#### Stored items
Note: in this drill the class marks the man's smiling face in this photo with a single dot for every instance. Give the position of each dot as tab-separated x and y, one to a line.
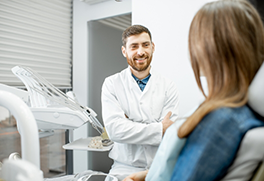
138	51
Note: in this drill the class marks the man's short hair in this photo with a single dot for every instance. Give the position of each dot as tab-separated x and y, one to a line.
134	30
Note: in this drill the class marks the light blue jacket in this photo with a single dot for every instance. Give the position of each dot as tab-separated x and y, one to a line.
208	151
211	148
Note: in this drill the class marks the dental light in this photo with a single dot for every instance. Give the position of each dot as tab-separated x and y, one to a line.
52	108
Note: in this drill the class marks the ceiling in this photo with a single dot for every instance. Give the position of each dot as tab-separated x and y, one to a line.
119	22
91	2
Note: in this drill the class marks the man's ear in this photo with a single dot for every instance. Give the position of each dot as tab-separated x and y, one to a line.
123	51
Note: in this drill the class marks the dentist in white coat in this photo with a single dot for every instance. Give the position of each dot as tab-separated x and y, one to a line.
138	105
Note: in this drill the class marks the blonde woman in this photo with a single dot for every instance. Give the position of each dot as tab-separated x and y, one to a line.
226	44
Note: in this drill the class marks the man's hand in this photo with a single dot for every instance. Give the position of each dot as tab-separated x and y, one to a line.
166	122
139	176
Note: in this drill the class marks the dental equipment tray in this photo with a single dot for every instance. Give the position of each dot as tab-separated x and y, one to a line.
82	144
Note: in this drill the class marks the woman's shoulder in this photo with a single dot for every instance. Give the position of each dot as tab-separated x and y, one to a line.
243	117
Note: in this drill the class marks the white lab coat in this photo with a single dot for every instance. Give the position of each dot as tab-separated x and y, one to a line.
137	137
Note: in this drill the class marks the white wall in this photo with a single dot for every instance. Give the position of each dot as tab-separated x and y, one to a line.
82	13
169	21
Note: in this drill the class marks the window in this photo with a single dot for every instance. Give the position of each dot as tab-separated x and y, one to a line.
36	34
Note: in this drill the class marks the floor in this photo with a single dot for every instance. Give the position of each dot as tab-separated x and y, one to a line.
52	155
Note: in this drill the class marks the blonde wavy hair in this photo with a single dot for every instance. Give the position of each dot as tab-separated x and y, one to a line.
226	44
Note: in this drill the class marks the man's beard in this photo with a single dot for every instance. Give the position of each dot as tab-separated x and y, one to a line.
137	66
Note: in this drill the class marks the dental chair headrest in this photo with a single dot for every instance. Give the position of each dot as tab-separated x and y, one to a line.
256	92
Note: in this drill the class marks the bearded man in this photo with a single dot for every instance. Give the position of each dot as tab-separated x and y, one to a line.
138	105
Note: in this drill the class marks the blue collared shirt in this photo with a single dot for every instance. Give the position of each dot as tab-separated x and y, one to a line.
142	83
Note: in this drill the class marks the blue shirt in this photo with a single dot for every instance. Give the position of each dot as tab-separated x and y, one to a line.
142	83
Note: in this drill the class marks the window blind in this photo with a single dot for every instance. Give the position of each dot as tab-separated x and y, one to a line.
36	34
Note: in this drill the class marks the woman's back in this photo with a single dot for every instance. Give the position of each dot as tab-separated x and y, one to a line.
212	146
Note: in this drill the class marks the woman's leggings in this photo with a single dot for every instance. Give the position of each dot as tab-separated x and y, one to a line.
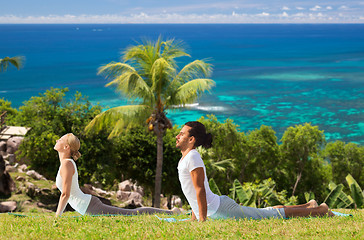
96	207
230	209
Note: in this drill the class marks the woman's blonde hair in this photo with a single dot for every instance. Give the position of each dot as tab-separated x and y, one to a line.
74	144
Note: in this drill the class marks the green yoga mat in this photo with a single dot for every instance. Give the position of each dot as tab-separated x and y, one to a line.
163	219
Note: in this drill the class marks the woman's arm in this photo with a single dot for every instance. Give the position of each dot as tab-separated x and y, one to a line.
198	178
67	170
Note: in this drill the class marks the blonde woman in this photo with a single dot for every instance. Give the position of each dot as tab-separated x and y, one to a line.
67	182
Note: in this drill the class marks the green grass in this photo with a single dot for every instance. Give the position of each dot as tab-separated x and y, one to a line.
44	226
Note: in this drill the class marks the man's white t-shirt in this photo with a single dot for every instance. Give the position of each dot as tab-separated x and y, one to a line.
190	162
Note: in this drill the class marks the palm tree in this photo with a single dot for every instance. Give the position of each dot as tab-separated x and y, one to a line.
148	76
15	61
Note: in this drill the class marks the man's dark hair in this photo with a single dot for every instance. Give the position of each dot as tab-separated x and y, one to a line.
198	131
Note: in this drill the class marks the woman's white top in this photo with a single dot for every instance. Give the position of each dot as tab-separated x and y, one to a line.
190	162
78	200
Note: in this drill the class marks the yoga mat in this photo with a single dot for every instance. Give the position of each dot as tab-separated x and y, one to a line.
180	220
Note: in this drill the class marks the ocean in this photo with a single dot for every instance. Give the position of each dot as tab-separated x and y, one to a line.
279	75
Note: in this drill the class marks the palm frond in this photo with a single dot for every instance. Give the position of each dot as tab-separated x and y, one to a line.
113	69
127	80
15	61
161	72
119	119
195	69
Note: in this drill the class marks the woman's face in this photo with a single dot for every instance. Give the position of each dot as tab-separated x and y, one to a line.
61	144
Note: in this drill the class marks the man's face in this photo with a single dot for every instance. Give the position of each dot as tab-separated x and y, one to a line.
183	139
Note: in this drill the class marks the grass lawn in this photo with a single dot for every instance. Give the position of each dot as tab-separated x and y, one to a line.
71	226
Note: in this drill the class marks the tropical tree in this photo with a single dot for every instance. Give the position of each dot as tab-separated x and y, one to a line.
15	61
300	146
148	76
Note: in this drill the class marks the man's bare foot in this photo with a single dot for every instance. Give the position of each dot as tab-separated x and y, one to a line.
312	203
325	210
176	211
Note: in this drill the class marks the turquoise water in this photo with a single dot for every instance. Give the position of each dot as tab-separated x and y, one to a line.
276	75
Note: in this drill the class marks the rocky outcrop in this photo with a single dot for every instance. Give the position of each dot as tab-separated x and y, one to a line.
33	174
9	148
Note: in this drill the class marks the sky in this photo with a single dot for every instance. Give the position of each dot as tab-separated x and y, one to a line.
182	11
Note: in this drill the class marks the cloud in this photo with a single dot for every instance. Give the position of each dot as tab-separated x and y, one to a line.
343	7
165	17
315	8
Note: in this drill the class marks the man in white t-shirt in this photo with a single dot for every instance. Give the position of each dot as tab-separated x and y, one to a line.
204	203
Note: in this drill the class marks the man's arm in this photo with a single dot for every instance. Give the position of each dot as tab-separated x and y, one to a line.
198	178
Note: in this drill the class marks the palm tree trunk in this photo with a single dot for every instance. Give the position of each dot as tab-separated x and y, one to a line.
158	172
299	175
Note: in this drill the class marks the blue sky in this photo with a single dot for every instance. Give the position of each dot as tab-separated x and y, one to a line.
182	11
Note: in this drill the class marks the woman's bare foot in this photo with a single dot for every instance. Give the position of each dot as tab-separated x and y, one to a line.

#### YOUR TASK
Extract the full listing above verbatim; pictures are to be left out of the copy.

#### FINISHED TASK
Note: in this drill the class marks the man's smiling face in this photo with a single dot for every instance. Give the position of each dot as tab-separated x and y, one to a line.
138	51
Note: in this drill the class marks the man's short hair in this photo with a single dot for every instance. Give the position of each dot as tab-separated x and y, one to a line.
134	30
Note: in this drill the class marks the light blue jacket in this photo with a single dot for every instance. Give the position of each dot as tab-separated x and y, one to a line.
208	151
211	148
Note: in this drill the class marks the dental light in this photo with a single dot for every instance. Give the position of each dot as tab-separated x and y, one to a line.
52	108
Note: in this drill the class marks the ceiling in this photo with a single dot for every instance. Give the position of each dot as tab-separated x and y, one to a line.
119	22
91	2
Note: in this drill the class marks the man's ear in this photo with a single dot for every instance. Give the position of each dot as tab-separated x and y, one to a line.
123	51
Note: in this drill the class marks the dentist in white coat in this photo with a single dot for every instance. Give the position of each dot as tab-separated x and y, one to a line.
138	105
Note: in this drill the class marks the blonde woman in this photo with a single dot for every instance. Give the position of each dot as tab-separated x and y, one to a line.
226	44
Note: in this drill the class marks the man's hand in this photo with a single dot for every instance. Give the position of each dot as tab-separated x and y, one to a line.
166	122
139	176
Note: in this drill the class marks the dental equipment tray in this photo with a single dot for every instance. Give the position of each dot as tab-separated x and y, one to a line.
82	144
Note: in this drill the class marks the woman's shoulder in this photo with a single dot for every instance. Give the position of each dot as tab-separated x and y, one to a line.
243	117
Note: in this drill the class marks the white lab coat in this photo with a single dot for every instance. Give the position of each dot as tab-separated x and y, one to a line.
137	137
Note: in this drill the class marks the white wall in this photo with a single dot for every instance. Give the position of each dot as tab-separated x and y, one to a line.
82	13
169	21
Note: in this drill the class marks the window in this photo with a single dot for every instance. Give the position of each dot as tab-separated x and y, one to a line.
36	34
Note: in this drill the class marks the floor in this photo with a single dot for every instance. Give the position of each dot as tab-separated x and y, one to a line.
52	155
Note: in this drill the class marks the blonde wavy hair in this photo with a single dot for every instance. Give the position of each dot as tab-separated x and y, one to a line.
226	44
Note: in this drill the class marks the man's beard in this photo with a single dot for every instance. Give the position of each dot as tab-separated x and y, one to a line.
137	66
Note: in this drill the class marks the dental chair headrest in this photo with a single dot for every instance. Give the position of each dot as tab-separated x and y, one to a line.
256	92
Note: in this drill the class marks the bearded man in this photo with a single dot for every instance. Give the position of each dot as tab-separated x and y, one to a line.
138	105
Note: in this drill the class marks the blue collared shirt in this photo with a single dot for every instance. Give the position of each dot as tab-separated x and y, one to a line.
142	83
Note: in this drill the class marks the blue shirt in this photo with a single dot for every instance. Give the position of each dot as tab-separated x and y, one to a line.
142	83
Note: in this drill the class marks the window blind in this photo with a single dot for every instance. Give the position of each dot as tab-separated x and y, one to a line.
36	34
Note: in this drill the class marks the woman's back in this photo with a single dot for every instance. Give the position of each dot as tab-separated x and y, one to a line.
212	146
Note: in this drill the class marks the woman's leggings in this photo with a single dot for every instance. Give the position of each dot as tab-separated x and y, one to a line.
96	207
230	209
Note: in this drill the class marks the woman's blonde hair in this photo with a single dot for every instance. Give the position of each dot as tab-separated x and y, one to a line.
74	144
Note: in this drill the class marks the green yoga mat in this photo with a single dot for every instance. Give the position of each dot as tab-separated x and y, one to a line.
163	219
Note: in this drill the class marks the woman's arm in this photo with a single dot for every instance. Give the position of each dot as tab-separated x and y, one to a line.
198	178
67	170
Note: in this drill the class marks the blonde woman in this photo with a single dot for every instance. Give the position of each dot as tab-separated x and y, one to a line.
67	182
Note: in this drill the class marks the green grass in this photo with a single dot for every instance. Give the position of each dot as tab-separated x and y, one to a line.
44	226
Note: in this drill the class marks the man's white t-shirt in this photo with a single dot for every instance. Give the position of each dot as tab-separated x and y, one to a line.
190	162
Note: in this drill the class marks the palm tree in this photo with a single dot for every instance. Give the position of each dot as tab-separated x and y, one to a line.
148	76
15	61
Note: in this drill the class marks the man's dark hair in this photo with a single dot for every instance. Give the position of each dot as tab-separated x and y, one to a line.
198	131
Note: in this drill the class marks the woman's white top in this photo with a single dot for every instance. Give the position of each dot as tab-separated x and y, one to a line.
190	162
78	200
Note: in this drill the class marks the yoga mat in this photo with a single dot for every instance. Give the position of each dot as tab-separated x and y, one to a line.
180	220
Note: in this drill the class marks the ocean in this photo with a single dot for every instance. Give the position of each dot as tab-separated x and y, one to a line.
279	75
Note: in this drill the class marks the palm frond in this photo with a single dot for every instance. Give the position of each dot as tab-separated x and y, one to a line.
113	69
127	80
15	61
161	72
119	119
195	69
Note: in this drill the class marks the woman's face in this photo with a single dot for every instance. Give the position of each dot as tab-separated x and y, one to a line.
61	144
Note: in this drill the class marks the man's face in this photo with a single dot for every instance. Give the position of each dot as tab-separated x and y, one to a line.
183	139
Note: in this drill the class marks the grass lawn in this photo with a single dot for every instance. Give the position of each dot as tab-separated x and y, one to a line.
71	226
Note: in this drill the class marks the tropical tree in this photo with a single dot for every instance. Give the position of each dot as tab-separated x and y, one to a line.
15	61
300	146
148	76
Note: in this drill the class marks the man's bare foot in this photo with a single dot for every instance. Give the position of each dot as tab-separated x and y, one to a line.
312	203
325	210
176	211
Note: in this drill the class marks the turquoise water in this photo with a single dot for every instance. Give the position of each dot as tab-separated x and y, one to a line.
276	75
Note: in this drill the class marks the rocky outcrop in this photo with a single dot for every instance. Give the position of each dot as tab-separated x and y, one to a line.
33	174
9	148
Note: in this drill the class marks the sky in this photo with a single dot for every instance. Give the position of each dot as tab-separated x and y, one to a line.
182	11
Note: in this drill the class marks the cloud in this photo with a single dot for every instance. Give the position of each dot as tab-separated x and y, one to a line.
343	7
165	17
315	8
Note: in this drill the class marks the man in white t-shirt in this photo with a single dot for every instance. Give the position of each dot as tab-separated x and y, one to a line.
204	203
Note: in this drill the class marks the man's arm in this photo with a single dot for every instance. Give the position of each dot as tab-separated x and y, one to a line.
198	178
Note: in this drill the class marks the palm tree trunk in this photo with a single dot for every instance. Give the position of each dot as tab-separated x and y, one to a line.
158	172
299	175
Note: in this drill the class marks the blue sky in this photo with a single dot for every instance. Give the position of each dot as tab-separated x and y, one to a line.
182	11
Note: in this drill the class marks the woman's bare foot in this photo with a single dot for every instance. Give the position of each dot as tab-separated x and y, one to a line.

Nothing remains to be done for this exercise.